Exercise requirements: Copy out every line of the records where the string "woman" occurs.

(Dataset entries)
Start of Block

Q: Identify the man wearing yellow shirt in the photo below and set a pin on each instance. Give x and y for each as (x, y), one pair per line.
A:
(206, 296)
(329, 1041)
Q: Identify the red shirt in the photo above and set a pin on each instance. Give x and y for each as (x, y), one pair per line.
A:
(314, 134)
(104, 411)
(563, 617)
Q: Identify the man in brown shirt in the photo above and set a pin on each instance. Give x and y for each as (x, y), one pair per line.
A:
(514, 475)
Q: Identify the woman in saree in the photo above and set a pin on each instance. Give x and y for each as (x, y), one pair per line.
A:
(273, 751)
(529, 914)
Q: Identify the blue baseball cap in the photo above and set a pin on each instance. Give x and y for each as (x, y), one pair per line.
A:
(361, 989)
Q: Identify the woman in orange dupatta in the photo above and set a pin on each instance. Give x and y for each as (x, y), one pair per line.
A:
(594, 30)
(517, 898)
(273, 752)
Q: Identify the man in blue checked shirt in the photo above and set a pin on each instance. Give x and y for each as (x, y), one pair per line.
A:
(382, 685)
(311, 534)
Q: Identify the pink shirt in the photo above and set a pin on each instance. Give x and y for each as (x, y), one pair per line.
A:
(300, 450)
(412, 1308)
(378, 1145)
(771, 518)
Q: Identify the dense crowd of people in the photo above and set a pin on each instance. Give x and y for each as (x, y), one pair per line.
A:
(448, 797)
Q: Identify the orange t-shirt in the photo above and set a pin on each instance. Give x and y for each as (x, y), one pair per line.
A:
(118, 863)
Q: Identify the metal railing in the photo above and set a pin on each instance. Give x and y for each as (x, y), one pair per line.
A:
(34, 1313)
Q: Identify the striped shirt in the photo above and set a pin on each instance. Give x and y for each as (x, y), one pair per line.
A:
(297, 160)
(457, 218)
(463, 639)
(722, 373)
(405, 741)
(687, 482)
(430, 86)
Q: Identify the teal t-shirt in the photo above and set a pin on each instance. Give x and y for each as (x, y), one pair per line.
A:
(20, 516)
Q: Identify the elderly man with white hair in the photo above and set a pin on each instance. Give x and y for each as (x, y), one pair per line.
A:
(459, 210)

End of Block

Task result:
Q: Identify the woman in saree in the photo above and set a pin on each instance. Give x and y for each as (x, y), one pair per line.
Q: Identify the woman in orange dupatta in the photo above and set a pin on each instance. Give x and y for each as (x, y), one pair per line.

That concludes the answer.